→ **Task requirements**: Copy every entry exactly as given, minus the images.
--*--
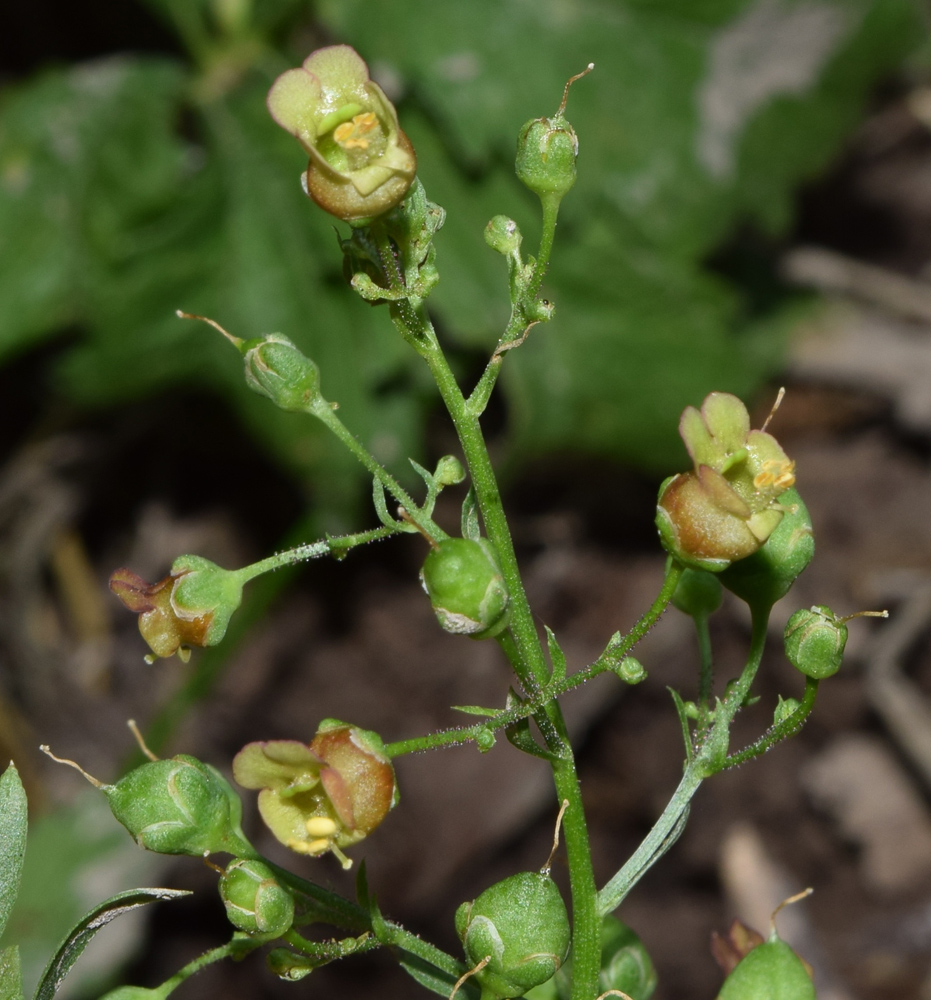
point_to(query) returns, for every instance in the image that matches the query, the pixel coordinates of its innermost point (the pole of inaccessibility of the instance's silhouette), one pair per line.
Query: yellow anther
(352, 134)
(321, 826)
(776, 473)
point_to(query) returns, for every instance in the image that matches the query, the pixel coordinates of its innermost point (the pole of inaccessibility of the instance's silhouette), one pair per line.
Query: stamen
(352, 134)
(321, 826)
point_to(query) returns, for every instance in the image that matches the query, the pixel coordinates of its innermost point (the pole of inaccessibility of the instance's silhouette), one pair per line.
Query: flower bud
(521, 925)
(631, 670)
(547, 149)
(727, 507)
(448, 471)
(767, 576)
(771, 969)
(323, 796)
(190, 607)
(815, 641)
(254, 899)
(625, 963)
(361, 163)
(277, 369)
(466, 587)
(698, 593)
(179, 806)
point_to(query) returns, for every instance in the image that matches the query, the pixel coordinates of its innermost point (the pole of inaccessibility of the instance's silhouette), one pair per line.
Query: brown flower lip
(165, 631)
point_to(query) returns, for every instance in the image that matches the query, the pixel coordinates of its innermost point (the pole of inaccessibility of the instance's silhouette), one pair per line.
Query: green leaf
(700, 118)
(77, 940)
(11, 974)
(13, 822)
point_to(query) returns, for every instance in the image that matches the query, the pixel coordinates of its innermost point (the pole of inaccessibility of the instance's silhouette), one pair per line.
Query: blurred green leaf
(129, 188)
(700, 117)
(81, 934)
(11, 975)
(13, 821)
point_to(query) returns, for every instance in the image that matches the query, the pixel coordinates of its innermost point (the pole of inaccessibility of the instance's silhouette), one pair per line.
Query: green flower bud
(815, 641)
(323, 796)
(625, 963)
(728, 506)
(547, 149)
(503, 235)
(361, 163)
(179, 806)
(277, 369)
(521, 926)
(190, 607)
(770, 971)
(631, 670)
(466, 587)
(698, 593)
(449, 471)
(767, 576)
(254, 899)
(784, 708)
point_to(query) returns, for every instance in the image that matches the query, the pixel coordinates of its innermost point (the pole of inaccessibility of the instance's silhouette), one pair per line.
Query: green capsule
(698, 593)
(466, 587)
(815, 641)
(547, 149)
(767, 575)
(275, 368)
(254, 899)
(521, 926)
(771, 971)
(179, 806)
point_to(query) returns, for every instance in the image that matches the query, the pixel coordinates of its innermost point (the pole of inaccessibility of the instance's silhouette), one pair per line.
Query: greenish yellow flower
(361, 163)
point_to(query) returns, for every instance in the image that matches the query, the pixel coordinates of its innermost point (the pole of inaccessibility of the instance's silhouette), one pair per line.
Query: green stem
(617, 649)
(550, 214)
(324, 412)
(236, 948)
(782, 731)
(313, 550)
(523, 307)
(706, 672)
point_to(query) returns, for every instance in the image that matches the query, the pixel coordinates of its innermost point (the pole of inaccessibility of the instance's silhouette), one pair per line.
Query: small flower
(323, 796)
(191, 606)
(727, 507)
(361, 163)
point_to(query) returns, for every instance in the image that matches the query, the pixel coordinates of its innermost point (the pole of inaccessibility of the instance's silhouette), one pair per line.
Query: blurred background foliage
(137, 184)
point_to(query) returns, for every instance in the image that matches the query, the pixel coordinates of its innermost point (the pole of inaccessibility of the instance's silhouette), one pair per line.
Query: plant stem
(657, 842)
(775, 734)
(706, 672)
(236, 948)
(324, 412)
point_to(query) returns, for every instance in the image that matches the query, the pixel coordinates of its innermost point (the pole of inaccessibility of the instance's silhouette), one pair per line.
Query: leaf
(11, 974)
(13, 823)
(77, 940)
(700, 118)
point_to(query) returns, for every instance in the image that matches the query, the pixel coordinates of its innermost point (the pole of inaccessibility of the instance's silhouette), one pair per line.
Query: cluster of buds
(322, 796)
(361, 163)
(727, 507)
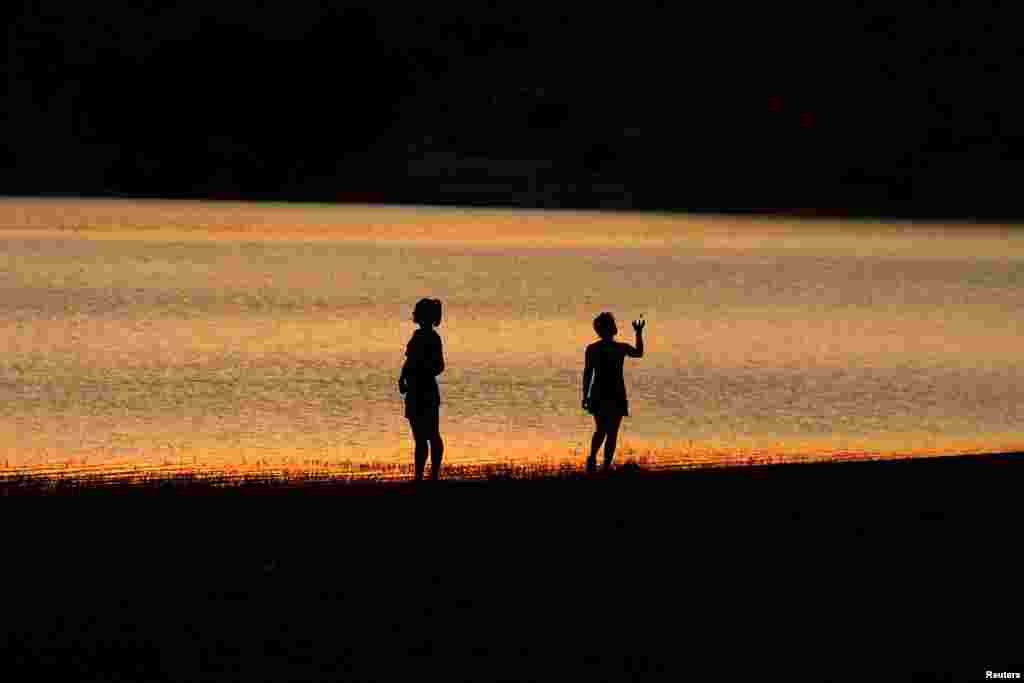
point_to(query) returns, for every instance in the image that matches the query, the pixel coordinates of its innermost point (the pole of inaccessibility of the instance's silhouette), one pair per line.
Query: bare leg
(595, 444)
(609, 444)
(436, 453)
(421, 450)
--*--
→ **Written response**:
point_to(query) returns, for every instance in the image that matches the query, the pixel coordinates of its innermost point (the pole of inaccessibility of the instance's silhouette), one pair per line.
Query: yellow anther
(352, 134)
(321, 826)
(776, 473)
point_to(query) returns, for every instance in the image that matches the query, the pixel coordinates of its innermost point (the pole of inaccessibility of the instance's silhouette), one pair per line.
Query: stamen
(352, 134)
(321, 826)
point_to(query) returns, for every instance in the image that matches the query, the pixel coordinates of its innermost point (the pole of inaccessibility of the instance's silhouette), one pair per line.
Query: flower bud
(521, 925)
(631, 670)
(547, 149)
(727, 507)
(448, 471)
(767, 576)
(771, 969)
(323, 796)
(190, 607)
(815, 641)
(254, 899)
(625, 963)
(361, 163)
(277, 369)
(466, 587)
(698, 593)
(179, 806)
point_to(query) returns, for every instance in the image that matches the query, the pixel coordinates of its innermost point (the pole of inaccessibility of the instance's silhouette), one pair per line.
Query: brown flower lip
(165, 631)
point_to(query) returns, for every instance in the image that matches the query, the pixel coordinates of its innermost point (the pole of inaccessibility of the instance's silhouette), one pair per line.
Query: green leaf
(700, 118)
(77, 940)
(11, 974)
(13, 822)
point_to(query) returns, for every instance in the image that matches the query, the pixel coordinates of its innermost point (the pole of inaccessibility of the instance's silhouette), one pair per line.
Query: blurred green leaf
(129, 188)
(700, 117)
(81, 934)
(11, 975)
(13, 821)
point_to(query) returns, for every instance in the image that matches the query, the pixel coordinates of its innermost point (the pole of inaccessibility of the instance's silhouette), one pair per line.
Query: green flower bud
(815, 641)
(323, 796)
(625, 963)
(728, 506)
(547, 149)
(503, 235)
(361, 163)
(179, 806)
(277, 369)
(521, 926)
(190, 607)
(770, 971)
(631, 670)
(466, 587)
(698, 593)
(449, 471)
(767, 576)
(254, 899)
(784, 708)
point_to(query) returns, for every instance in the image that matches the query, the pixel coordinates of its innermost point (the pole of inaccessibility of the instance's silhouette), one pair per line.
Query: green capsule
(698, 593)
(466, 587)
(815, 641)
(547, 149)
(767, 575)
(275, 368)
(254, 899)
(521, 926)
(771, 971)
(179, 806)
point_to(query) returns, for every instance in the image that matches the query, the pixel coordinates of its innermost point (the pole of inaccessibility of the instance's silhouette), one pair per line.
Query: greenish yellow flower
(361, 163)
point_to(query) returns, for every instance in the image that matches the query, the pixel coordinates of its innermost point (the pole of inaccessibility of the instance's silhouette), one pair per line.
Query: green stem
(617, 649)
(550, 214)
(324, 412)
(236, 948)
(782, 731)
(313, 550)
(523, 307)
(706, 672)
point_to(query) returns, for every instance in the image that matches the query, the pixel coordinates of its innermost point (the pole of inaccessibility of the instance's silhouette), one pair per line.
Query: small flower
(323, 796)
(191, 606)
(727, 507)
(361, 163)
point_to(query) returns, for every instance in the image that matches the query, the pixel coordinates of its innermost point (the pole of inaccessibility of the instance's silhouette), one pair per line.
Query: blurred background foliage
(137, 184)
point_to(query) returns, for every instance in the image that matches the query, the pixel coordinates of its innermost point (the pole of inaccessibility of the instance's silhouette), one pair per line.
Query: plant stem
(657, 842)
(775, 734)
(706, 672)
(236, 948)
(324, 412)
point_to(query) returns, for every instance in the image that matches the query, the pixel coordinates of its innermost point (the pole of inaccessibility of the instance's silhouette), one pair per line.
Query: leaf
(11, 974)
(13, 823)
(77, 940)
(700, 118)
point_to(query) returns, for every instance in the image that matches the query, the pixel coordinates of its innermost point (the pole of inaccessibility of the instance's silhouette), one pair per line.
Query: cluster of buds
(322, 796)
(361, 163)
(727, 507)
point_to(query) returns, for every instance in the image that matches the query, the pixel coordinates of its innermost point (the pole of inaccessibility of the instance's silhouette), one pair per line.
Query: bare leg
(595, 444)
(609, 444)
(436, 453)
(421, 450)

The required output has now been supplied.